» Exercise
Collect every line in the data below that contains the string "Target". The match is case-sensitive.

[Excerpts of point annotation data]
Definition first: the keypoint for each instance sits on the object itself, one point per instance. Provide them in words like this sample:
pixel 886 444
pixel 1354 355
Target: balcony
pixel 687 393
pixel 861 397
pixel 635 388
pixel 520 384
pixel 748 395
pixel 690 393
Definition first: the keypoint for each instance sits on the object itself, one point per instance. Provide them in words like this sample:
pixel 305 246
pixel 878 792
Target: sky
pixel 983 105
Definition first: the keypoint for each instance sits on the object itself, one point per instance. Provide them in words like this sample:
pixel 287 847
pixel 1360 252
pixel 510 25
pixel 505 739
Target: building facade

* * *

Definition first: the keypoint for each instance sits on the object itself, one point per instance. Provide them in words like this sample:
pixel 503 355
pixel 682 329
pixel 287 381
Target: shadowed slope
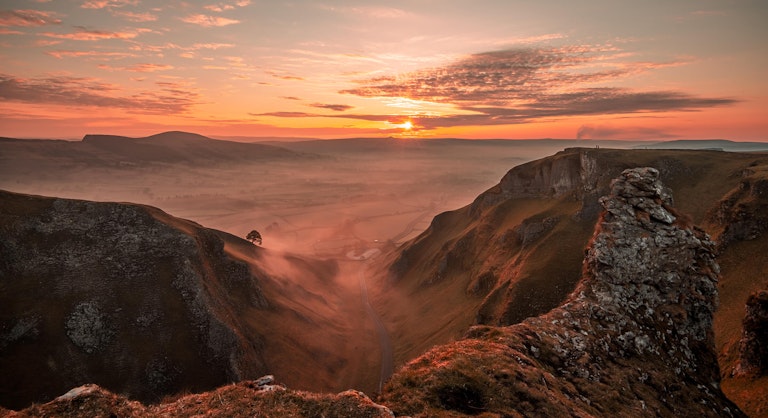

» Completed exercise
Target: balcony
Target: sky
Target: building facade
Target: shadowed slope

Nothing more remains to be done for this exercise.